Wherever a line in the records contains the word "below", return that line.

Exercise data Start Marker

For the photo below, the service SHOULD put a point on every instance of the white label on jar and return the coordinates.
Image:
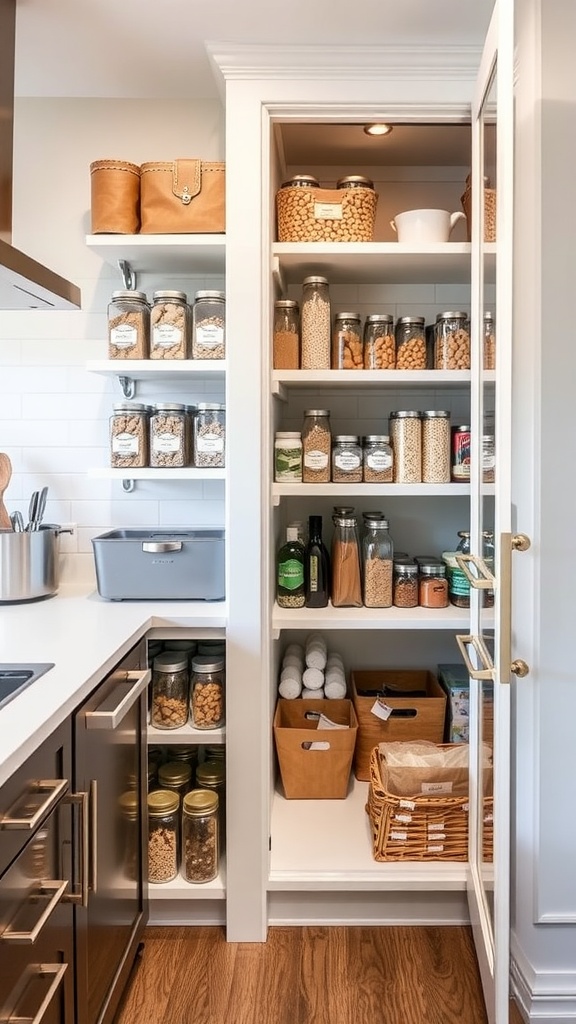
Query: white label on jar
(124, 336)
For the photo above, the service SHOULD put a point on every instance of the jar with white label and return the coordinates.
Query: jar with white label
(208, 326)
(209, 435)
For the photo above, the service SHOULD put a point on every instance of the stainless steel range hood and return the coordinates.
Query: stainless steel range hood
(25, 284)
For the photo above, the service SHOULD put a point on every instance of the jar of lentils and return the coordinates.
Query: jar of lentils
(316, 324)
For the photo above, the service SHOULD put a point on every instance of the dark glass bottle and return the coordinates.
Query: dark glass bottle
(317, 566)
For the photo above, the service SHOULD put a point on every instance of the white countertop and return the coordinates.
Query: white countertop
(84, 636)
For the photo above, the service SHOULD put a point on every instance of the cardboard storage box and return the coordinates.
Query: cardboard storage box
(419, 715)
(310, 773)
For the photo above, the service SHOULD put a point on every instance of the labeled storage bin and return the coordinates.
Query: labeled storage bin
(315, 764)
(417, 710)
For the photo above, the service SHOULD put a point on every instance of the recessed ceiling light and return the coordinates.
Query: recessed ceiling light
(377, 129)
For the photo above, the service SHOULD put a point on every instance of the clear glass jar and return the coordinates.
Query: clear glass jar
(452, 341)
(169, 436)
(436, 446)
(316, 324)
(317, 443)
(346, 459)
(286, 335)
(128, 435)
(288, 457)
(128, 326)
(200, 836)
(405, 584)
(410, 343)
(207, 692)
(163, 832)
(209, 435)
(169, 690)
(379, 342)
(169, 318)
(377, 556)
(377, 459)
(346, 342)
(406, 438)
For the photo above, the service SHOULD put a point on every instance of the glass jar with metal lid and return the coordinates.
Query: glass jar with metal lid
(346, 459)
(452, 341)
(128, 326)
(207, 692)
(128, 435)
(346, 342)
(168, 436)
(200, 836)
(163, 835)
(169, 326)
(379, 342)
(410, 343)
(169, 690)
(209, 435)
(316, 324)
(208, 326)
(377, 459)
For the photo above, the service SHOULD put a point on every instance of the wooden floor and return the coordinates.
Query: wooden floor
(306, 976)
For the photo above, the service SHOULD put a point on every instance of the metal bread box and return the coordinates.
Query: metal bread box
(160, 564)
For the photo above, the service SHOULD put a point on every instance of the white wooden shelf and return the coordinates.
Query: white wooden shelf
(326, 845)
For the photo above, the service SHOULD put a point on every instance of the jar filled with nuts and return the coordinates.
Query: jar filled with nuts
(128, 435)
(169, 690)
(379, 342)
(410, 343)
(346, 342)
(209, 435)
(208, 326)
(168, 436)
(316, 324)
(452, 341)
(128, 326)
(207, 692)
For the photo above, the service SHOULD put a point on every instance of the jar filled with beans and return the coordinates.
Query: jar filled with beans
(436, 446)
(316, 324)
(452, 341)
(379, 342)
(406, 437)
(410, 343)
(346, 342)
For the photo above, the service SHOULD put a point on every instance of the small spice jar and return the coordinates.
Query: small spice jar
(169, 326)
(207, 692)
(436, 446)
(317, 442)
(346, 342)
(128, 326)
(433, 586)
(316, 324)
(346, 459)
(288, 457)
(169, 690)
(200, 836)
(410, 343)
(286, 335)
(168, 436)
(377, 459)
(208, 326)
(379, 342)
(209, 435)
(163, 828)
(128, 435)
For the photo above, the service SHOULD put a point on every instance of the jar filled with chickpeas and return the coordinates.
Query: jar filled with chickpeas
(346, 342)
(379, 343)
(452, 341)
(410, 343)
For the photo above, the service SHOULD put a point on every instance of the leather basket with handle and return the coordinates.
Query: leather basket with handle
(182, 196)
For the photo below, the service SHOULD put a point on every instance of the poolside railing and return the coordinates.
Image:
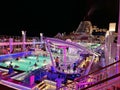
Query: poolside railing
(96, 78)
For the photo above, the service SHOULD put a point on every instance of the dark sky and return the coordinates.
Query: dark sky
(53, 16)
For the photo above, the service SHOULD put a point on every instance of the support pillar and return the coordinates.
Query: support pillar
(24, 40)
(11, 44)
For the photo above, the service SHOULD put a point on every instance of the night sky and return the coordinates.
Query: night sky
(53, 16)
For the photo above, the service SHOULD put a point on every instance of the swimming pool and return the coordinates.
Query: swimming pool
(27, 64)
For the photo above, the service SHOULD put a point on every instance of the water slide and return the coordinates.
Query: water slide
(58, 42)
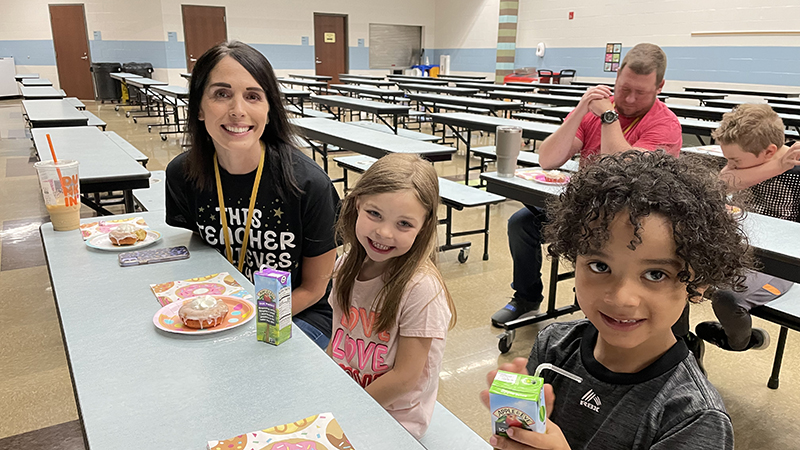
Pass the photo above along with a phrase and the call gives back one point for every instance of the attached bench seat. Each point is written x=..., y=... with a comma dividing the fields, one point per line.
x=453, y=195
x=784, y=311
x=308, y=112
x=94, y=121
x=128, y=148
x=447, y=432
x=153, y=198
x=416, y=135
x=525, y=159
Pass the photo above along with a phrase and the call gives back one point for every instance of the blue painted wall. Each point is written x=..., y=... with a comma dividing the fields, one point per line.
x=754, y=65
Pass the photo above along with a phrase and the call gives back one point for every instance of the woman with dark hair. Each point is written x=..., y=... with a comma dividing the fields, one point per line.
x=245, y=188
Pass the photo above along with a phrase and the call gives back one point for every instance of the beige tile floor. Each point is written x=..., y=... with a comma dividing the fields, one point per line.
x=35, y=388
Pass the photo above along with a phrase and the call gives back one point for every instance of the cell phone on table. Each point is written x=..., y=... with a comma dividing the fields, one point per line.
x=152, y=256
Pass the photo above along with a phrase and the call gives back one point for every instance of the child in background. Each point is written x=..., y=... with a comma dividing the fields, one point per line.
x=767, y=175
x=646, y=233
x=391, y=309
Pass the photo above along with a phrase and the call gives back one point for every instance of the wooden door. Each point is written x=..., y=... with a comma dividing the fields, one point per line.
x=71, y=43
x=203, y=28
x=330, y=45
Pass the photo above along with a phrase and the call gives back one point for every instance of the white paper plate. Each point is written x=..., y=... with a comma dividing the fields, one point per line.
x=102, y=242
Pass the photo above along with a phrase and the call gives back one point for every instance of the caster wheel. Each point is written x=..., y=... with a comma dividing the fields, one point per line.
x=463, y=255
x=506, y=339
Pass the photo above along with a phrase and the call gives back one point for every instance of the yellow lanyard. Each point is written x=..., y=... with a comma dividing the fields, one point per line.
x=224, y=217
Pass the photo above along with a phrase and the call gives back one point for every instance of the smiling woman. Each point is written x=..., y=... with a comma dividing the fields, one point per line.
x=247, y=190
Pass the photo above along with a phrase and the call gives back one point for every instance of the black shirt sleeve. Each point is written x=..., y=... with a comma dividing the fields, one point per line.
x=180, y=211
x=320, y=206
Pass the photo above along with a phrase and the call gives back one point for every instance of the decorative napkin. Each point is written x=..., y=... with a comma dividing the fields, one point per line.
x=217, y=284
x=320, y=432
x=90, y=230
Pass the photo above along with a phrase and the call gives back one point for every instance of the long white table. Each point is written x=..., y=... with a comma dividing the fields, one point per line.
x=53, y=113
x=104, y=166
x=139, y=387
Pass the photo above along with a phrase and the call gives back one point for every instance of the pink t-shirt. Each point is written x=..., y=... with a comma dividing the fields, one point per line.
x=366, y=355
x=658, y=129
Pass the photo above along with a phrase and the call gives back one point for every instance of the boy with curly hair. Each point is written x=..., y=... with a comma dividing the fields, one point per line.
x=646, y=233
x=766, y=174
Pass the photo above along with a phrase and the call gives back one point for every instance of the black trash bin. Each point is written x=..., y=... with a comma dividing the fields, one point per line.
x=105, y=87
x=141, y=69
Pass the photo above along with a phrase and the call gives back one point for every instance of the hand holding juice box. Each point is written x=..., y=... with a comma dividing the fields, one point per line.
x=517, y=400
x=274, y=304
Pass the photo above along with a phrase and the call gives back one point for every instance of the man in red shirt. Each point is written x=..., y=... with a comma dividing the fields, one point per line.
x=602, y=123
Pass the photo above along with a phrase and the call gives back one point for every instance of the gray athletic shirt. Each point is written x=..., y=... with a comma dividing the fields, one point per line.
x=668, y=405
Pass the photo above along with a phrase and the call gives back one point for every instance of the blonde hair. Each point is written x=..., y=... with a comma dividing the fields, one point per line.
x=753, y=127
x=644, y=59
x=392, y=173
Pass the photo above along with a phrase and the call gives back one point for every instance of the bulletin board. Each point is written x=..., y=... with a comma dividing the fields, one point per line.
x=613, y=57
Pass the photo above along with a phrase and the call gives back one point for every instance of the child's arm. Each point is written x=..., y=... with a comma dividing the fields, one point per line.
x=412, y=354
x=738, y=179
x=707, y=429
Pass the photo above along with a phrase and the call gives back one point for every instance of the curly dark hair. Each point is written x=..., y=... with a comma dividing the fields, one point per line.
x=688, y=193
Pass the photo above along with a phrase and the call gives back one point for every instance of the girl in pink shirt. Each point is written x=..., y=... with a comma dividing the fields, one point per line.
x=391, y=309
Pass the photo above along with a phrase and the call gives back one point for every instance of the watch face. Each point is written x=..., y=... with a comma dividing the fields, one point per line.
x=609, y=117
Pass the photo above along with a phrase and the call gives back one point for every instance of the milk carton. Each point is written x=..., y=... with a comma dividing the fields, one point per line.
x=274, y=304
x=517, y=400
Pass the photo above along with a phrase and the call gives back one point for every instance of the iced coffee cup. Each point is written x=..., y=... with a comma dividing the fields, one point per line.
x=61, y=192
x=509, y=141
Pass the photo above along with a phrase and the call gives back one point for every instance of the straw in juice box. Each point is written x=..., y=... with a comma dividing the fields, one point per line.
x=517, y=400
x=274, y=302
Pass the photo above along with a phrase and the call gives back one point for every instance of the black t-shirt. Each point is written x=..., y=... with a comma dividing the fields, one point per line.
x=669, y=405
x=281, y=234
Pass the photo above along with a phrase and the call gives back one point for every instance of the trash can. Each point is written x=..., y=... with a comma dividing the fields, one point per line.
x=105, y=87
x=141, y=69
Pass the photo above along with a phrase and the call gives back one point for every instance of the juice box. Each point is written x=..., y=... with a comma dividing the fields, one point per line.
x=274, y=304
x=517, y=401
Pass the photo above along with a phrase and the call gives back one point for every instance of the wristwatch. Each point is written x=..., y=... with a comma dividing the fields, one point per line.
x=609, y=116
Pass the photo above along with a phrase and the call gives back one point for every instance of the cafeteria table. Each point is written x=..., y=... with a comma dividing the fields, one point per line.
x=137, y=386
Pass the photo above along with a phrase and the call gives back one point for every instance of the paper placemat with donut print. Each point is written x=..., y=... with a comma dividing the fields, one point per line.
x=320, y=432
x=218, y=284
x=90, y=230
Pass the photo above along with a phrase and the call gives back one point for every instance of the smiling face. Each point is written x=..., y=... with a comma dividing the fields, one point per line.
x=234, y=108
x=635, y=94
x=633, y=297
x=388, y=224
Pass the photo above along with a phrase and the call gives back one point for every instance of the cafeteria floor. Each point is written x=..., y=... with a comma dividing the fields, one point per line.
x=38, y=406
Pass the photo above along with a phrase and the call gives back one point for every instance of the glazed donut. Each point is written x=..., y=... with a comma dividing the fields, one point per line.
x=203, y=312
x=554, y=176
x=126, y=234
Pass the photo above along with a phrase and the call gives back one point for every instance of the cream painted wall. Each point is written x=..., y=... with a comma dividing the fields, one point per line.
x=466, y=23
x=666, y=23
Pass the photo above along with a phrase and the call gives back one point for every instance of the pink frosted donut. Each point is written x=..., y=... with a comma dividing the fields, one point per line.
x=193, y=290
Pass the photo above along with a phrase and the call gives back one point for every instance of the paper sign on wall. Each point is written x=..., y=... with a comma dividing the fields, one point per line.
x=613, y=53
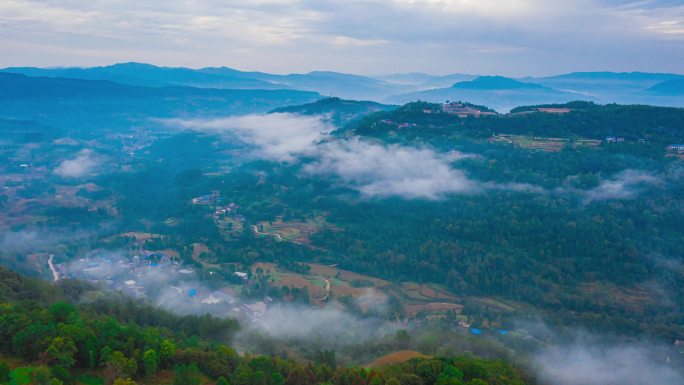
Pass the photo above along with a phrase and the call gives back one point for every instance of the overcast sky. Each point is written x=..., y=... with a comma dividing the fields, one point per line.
x=507, y=37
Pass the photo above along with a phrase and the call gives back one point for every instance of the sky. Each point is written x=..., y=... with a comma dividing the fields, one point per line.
x=371, y=37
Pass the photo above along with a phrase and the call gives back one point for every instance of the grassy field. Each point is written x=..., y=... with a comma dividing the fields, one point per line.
x=89, y=379
x=543, y=144
x=395, y=358
x=425, y=299
x=21, y=375
x=293, y=231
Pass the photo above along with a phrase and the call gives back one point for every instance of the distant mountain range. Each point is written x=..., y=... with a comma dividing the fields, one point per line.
x=86, y=104
x=139, y=74
x=495, y=91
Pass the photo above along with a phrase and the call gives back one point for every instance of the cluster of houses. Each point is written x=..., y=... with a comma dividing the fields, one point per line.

Exercise data End Marker

# [Solution to this problem]
For the photo below, the service SHOULD put a point on every instance of the white label on jar and return the coordinates.
For the photo below, the service SHOULD put a point on every instance of the poolside railing and return the coordinates.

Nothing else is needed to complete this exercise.